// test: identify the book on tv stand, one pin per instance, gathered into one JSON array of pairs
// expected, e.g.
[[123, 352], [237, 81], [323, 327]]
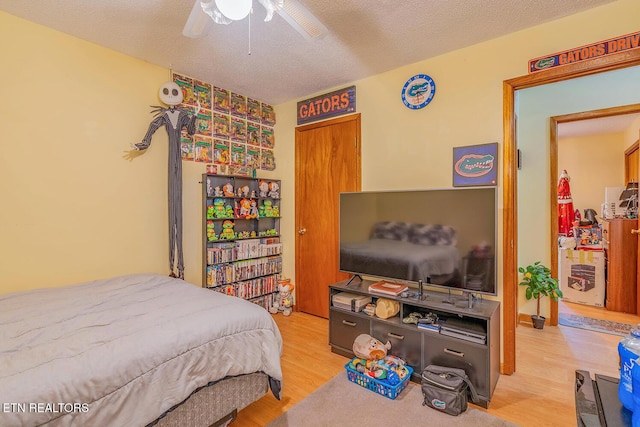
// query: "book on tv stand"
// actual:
[[387, 288]]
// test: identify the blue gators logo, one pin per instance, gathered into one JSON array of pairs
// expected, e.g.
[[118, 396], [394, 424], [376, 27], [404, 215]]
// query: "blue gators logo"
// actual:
[[439, 404], [418, 91]]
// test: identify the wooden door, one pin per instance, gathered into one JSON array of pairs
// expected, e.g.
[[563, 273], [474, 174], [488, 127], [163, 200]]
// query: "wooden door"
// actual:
[[631, 163], [327, 162], [637, 178]]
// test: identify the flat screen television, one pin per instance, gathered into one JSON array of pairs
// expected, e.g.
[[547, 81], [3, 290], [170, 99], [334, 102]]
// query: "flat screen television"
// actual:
[[445, 238]]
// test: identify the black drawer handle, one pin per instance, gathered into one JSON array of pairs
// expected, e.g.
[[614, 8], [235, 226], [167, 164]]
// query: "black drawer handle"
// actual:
[[398, 337], [455, 353]]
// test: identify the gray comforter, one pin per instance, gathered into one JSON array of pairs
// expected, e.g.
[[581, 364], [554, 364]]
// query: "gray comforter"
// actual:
[[121, 351]]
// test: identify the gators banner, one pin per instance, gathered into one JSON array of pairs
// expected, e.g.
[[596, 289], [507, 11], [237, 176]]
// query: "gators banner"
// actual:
[[583, 53], [475, 165], [332, 104]]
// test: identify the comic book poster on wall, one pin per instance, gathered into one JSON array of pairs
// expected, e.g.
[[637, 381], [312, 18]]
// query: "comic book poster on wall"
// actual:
[[267, 137], [254, 113], [238, 130], [203, 94], [220, 151], [268, 116], [253, 133], [238, 153], [253, 157], [232, 130], [238, 105], [221, 125], [267, 160], [186, 148], [202, 149], [220, 100]]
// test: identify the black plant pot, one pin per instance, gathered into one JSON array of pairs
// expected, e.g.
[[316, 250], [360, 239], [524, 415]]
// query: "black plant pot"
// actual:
[[538, 321]]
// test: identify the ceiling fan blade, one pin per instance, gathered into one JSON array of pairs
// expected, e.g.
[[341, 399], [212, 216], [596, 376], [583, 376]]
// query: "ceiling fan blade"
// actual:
[[198, 22], [301, 19]]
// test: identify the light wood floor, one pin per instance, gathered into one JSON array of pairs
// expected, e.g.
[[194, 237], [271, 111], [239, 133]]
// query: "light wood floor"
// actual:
[[539, 394]]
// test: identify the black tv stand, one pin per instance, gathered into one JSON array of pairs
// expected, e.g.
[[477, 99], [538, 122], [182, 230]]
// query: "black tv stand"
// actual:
[[419, 347], [353, 277], [449, 300]]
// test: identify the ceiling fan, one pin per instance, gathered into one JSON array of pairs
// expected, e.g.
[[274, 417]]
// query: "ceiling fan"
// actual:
[[204, 13]]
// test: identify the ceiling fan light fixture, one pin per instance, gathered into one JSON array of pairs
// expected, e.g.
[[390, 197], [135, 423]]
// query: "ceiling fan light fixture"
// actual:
[[235, 10]]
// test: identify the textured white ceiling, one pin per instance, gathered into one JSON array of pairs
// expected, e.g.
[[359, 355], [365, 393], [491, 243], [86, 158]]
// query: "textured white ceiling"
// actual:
[[366, 37], [599, 126]]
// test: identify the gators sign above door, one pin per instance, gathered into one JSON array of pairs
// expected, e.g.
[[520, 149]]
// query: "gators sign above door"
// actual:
[[336, 103]]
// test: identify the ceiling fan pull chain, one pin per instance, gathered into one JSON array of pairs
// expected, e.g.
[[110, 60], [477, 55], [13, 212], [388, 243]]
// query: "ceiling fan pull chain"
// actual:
[[250, 13]]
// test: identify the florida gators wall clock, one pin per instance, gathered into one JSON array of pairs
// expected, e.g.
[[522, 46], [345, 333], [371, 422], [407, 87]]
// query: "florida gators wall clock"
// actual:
[[418, 91]]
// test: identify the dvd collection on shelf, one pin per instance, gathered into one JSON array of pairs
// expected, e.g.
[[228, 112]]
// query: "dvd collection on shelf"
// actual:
[[221, 274], [250, 289], [388, 288], [243, 249]]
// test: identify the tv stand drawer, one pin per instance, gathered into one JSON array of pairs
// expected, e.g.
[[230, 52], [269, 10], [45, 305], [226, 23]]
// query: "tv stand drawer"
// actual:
[[345, 327], [457, 353]]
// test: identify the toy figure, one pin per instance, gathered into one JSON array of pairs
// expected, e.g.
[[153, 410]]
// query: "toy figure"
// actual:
[[264, 188], [253, 211], [268, 209], [227, 232], [245, 208], [227, 190], [284, 299], [273, 190], [211, 232], [566, 214], [209, 188], [367, 347], [174, 120], [218, 208]]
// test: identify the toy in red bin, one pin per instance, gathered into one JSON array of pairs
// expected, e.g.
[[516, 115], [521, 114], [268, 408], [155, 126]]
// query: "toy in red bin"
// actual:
[[566, 213]]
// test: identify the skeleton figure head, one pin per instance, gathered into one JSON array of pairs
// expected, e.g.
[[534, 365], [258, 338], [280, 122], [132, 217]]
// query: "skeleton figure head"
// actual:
[[171, 94]]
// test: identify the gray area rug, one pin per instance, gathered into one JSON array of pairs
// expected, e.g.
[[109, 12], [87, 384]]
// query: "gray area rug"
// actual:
[[596, 325], [343, 403]]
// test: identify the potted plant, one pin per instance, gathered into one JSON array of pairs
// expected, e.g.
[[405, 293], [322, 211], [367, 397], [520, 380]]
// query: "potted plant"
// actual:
[[538, 281]]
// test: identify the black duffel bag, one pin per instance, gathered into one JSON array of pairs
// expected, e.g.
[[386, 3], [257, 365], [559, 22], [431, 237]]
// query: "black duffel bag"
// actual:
[[447, 389]]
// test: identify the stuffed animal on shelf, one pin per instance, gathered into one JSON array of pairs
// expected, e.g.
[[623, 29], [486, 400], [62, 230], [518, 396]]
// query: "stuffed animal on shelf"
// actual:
[[227, 232], [227, 189], [274, 190], [264, 188], [284, 299], [367, 347]]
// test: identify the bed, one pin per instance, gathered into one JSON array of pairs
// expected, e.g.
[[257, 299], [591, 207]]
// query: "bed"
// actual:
[[135, 350], [404, 250]]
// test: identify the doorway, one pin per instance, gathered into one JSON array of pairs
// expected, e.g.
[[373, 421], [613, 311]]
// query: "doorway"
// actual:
[[631, 166], [327, 162], [510, 186]]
────
### WHAT YOU WILL DO:
Copy out the lines unchanged, starting with the line that contains "the black plant" and going on through the line that contains "[[204, 13]]".

### ANSWER TO THIS TASK:
// test: identify the black plant pot, one pin per instance, gathered into one JSON array of pairs
// expected, e.g.
[[316, 250], [360, 239], [524, 415]]
// query: "black plant pot"
// actual:
[[538, 321]]
// test: identify the ceiling fan blade, one pin per instance, gathered into one JSON array of pairs
// expected, e.g.
[[341, 399], [212, 216], [596, 376], [583, 376]]
// query: "ceiling fan blade"
// actual:
[[198, 22], [301, 19]]
// test: identify the light wood floor, one pin per instance, gathered into one JSON array of pairs
// expected, e.g.
[[194, 237], [271, 111], [239, 133]]
// query: "light wood floor"
// actual:
[[539, 394]]
// test: identify the black tv stand, one pin per instance, gathered into one JSON array of pairs
// expected, e.g.
[[477, 99], [538, 122], [182, 230]]
// query: "black tv stand"
// actual:
[[419, 347], [353, 277], [449, 300]]
// test: identify the ceiling fan, one pin per instance, gathered into one JSON array of pairs
// expected, e.g.
[[274, 417]]
// query: "ceiling fan"
// actual:
[[204, 13]]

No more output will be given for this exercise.